* EXERCISE DETAILS
Rescale the lines between the one holding "Every instance of the yellow" and the last line, inclusive. Copy them with the requests unchanged, and multiply every answer coordinate by 1.15, rounding to whole numbers with halves rounded up.

Rows from a dataset:
##############################

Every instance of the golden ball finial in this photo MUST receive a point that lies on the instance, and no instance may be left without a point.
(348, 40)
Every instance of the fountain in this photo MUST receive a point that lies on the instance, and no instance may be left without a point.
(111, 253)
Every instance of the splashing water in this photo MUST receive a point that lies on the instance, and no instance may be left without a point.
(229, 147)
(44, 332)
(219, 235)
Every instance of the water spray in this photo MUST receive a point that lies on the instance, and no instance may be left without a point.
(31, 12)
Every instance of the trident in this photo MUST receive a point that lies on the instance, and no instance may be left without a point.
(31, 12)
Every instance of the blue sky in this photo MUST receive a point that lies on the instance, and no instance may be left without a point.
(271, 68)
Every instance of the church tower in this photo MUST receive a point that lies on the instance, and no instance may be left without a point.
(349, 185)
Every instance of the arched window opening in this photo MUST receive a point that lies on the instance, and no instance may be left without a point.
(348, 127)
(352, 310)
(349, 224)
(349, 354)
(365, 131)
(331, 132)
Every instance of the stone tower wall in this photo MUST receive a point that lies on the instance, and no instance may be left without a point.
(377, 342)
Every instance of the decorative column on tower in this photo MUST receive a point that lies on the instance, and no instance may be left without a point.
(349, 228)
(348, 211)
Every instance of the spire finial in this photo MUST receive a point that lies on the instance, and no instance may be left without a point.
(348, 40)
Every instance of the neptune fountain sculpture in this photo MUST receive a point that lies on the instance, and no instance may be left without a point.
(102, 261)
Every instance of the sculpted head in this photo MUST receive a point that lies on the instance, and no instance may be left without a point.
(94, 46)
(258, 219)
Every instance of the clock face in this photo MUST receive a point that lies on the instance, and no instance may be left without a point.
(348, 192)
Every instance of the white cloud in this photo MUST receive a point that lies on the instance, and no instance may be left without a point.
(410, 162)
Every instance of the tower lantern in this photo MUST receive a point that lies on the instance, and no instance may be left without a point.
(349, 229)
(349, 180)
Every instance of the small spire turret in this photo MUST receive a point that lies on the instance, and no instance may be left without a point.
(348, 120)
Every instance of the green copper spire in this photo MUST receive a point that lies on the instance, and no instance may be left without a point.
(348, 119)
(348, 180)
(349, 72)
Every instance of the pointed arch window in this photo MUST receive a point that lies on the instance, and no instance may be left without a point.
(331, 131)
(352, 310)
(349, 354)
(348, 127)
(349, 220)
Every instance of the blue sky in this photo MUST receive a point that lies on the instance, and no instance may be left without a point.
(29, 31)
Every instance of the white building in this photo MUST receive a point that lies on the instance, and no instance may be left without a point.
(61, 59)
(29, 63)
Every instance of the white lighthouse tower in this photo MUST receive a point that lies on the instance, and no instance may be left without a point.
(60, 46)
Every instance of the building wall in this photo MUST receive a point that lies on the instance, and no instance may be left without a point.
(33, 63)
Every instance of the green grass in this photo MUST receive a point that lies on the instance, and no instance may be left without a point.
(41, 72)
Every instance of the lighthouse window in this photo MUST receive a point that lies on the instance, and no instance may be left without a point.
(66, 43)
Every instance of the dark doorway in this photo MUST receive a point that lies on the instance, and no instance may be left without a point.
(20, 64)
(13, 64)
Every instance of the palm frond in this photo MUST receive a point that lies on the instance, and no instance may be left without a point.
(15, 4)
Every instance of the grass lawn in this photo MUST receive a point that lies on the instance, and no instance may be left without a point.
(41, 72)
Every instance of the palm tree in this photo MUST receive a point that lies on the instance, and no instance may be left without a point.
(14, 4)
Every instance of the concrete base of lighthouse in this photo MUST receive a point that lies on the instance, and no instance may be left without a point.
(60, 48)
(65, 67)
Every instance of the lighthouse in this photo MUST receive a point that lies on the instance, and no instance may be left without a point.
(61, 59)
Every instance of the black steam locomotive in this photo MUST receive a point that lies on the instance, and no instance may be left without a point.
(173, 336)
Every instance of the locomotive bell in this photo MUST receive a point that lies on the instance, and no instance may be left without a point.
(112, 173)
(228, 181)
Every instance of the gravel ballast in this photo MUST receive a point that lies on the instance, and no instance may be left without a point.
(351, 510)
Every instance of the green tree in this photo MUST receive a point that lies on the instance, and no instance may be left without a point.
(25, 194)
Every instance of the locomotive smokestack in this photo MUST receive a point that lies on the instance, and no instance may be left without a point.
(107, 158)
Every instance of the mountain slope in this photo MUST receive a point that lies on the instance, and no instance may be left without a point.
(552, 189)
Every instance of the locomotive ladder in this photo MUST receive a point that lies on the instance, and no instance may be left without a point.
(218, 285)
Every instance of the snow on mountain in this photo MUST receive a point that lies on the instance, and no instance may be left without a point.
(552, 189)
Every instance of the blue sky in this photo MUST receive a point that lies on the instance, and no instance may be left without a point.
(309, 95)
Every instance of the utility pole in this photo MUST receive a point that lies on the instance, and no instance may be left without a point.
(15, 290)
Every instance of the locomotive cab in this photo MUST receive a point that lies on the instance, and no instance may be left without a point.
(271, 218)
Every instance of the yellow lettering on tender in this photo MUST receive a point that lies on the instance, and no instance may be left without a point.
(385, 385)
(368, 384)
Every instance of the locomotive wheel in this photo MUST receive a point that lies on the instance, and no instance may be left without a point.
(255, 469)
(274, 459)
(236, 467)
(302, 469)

##############################

* COMPLETE RESPONSE
Every instance of the yellow lettering on tender in this photo MUST receive a point that lies on the instance, and no instance may be left without a point.
(443, 443)
(423, 442)
Every instance of the locomotive wheel in this photo MUST receive a point that lies on the instance, and no instance may be left without a point.
(293, 539)
(315, 528)
(271, 537)
(347, 539)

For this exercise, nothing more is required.